▶ _RECORDS FOR THIS TASK_

◇ ◇ ◇ ◇ ◇ ◇ ◇

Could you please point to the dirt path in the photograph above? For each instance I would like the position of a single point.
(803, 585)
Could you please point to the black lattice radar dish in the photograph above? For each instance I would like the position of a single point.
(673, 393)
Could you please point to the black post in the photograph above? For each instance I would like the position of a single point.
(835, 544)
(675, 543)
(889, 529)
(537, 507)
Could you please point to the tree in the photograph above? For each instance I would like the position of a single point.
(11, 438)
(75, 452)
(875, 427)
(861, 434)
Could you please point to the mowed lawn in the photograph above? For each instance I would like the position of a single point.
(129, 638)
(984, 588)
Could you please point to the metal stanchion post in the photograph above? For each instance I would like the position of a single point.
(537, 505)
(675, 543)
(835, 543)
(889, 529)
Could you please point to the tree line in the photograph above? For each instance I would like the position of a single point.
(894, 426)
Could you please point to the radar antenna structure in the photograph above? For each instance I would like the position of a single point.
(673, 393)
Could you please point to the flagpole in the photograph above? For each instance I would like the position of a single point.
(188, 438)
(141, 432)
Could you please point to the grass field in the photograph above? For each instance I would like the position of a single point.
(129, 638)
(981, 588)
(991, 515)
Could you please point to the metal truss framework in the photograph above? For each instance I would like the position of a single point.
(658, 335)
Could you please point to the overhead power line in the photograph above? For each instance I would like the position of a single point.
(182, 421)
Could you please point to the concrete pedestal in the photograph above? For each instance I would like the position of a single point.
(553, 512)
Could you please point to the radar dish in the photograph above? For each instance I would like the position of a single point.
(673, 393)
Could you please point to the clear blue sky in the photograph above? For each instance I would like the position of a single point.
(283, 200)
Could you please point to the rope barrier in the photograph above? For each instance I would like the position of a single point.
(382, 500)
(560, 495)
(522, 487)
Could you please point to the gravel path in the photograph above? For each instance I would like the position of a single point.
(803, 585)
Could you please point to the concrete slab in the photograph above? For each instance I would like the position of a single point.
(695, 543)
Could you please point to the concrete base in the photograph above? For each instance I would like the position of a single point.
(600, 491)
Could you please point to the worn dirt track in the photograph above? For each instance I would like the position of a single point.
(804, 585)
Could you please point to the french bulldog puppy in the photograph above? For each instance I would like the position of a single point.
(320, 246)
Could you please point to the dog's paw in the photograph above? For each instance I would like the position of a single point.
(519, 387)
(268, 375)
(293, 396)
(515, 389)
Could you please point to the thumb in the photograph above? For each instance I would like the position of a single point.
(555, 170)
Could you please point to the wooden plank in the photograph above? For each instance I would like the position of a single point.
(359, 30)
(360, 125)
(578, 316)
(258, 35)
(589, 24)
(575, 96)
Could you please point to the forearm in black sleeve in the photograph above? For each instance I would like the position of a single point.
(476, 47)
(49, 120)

◇ ◇ ◇ ◇ ◇ ◇ ◇

▶ _WHAT TO DO_
Transcribe the data word for word.

▶ _WRITTEN RESPONSE_
Could you please point to the dirt path in the photograph above? For each instance I would like the position of a single point.
(803, 585)
Could you please point to the black lattice radar dish in the photograph above? For each instance I would like the position of a single point.
(673, 393)
Could you please point to the black post in the photograph above? For each instance I would like the position of a single point.
(835, 544)
(675, 543)
(889, 529)
(537, 507)
Could you please point to the tree in the photograph above? For each instance I would like the position of a single point.
(11, 438)
(75, 452)
(875, 427)
(861, 434)
Could you please point to the mowed lawn in the photograph above? For each instance I would like the position of a single point.
(129, 638)
(984, 588)
Could you please point to the metal stanchion post in the photograph above? For each instance I would like the position of a single point.
(537, 505)
(675, 543)
(835, 543)
(889, 529)
Could you please point to the tree line in the photograph above? For each instance I would like the position of a single point.
(894, 426)
Could you please point to the radar antenna structure in the photograph above? For each instance I would like the position of a single point.
(673, 393)
Could you please point to the flagpole in the photograph above? For each instance I would like the position of a single point.
(188, 438)
(141, 432)
Could you please point to the grass field in the photograph above? For each instance I would like the position of a single point.
(129, 638)
(981, 588)
(991, 515)
Could you please point to the metal truss framework in the photograph above? For each instance I would like the position of a single point.
(658, 335)
Could you please point to the overhead power line in the photograph above? For each instance I would like the position of a single point.
(182, 421)
Could you please point to the concrete pedestal in the photograph above? For each instance I would like the position of a single point.
(553, 512)
Could you please point to the radar dish in the photograph above? For each instance I would like the position of a single point.
(673, 393)
Could you please point to the clear blue sky in the photograph above? For each instance I would like the position of a single point.
(283, 200)
Could you please point to the rope barrier in the photograph above? For each instance I would like the position of a single point.
(382, 500)
(560, 495)
(522, 487)
Could you please point to the gravel path in the photograph above? For each instance I would like the position of a single point.
(803, 585)
Could you please point to the concrete slab in the photograph above? For each instance I would like the position of a single point.
(695, 543)
Could you please point to the concrete base in the photograph above? For each instance I would like the position of a single point.
(600, 491)
Could you please point to the worn dirt track in the photograph above? For each instance I would like the position of a single point.
(804, 585)
Could you please point to the french bulldog puppy in the photograph above? For each instance I would like the position of a single point.
(320, 246)
Could you please point to the dog's paw in the photograph above? For each instance I would like the position of a single point.
(519, 387)
(268, 375)
(293, 396)
(515, 389)
Could you please point to the thumb in the photograph above? For each instance I would like the position of a single point.
(555, 170)
Could you please point to the wooden plank in the photograph above? For each instance I would like the position of a single point.
(359, 30)
(360, 125)
(578, 316)
(258, 35)
(589, 24)
(575, 96)
Could you please point to the forearm in black sleeve in the photograph above? For each instance I would like the position of a single point.
(476, 47)
(49, 120)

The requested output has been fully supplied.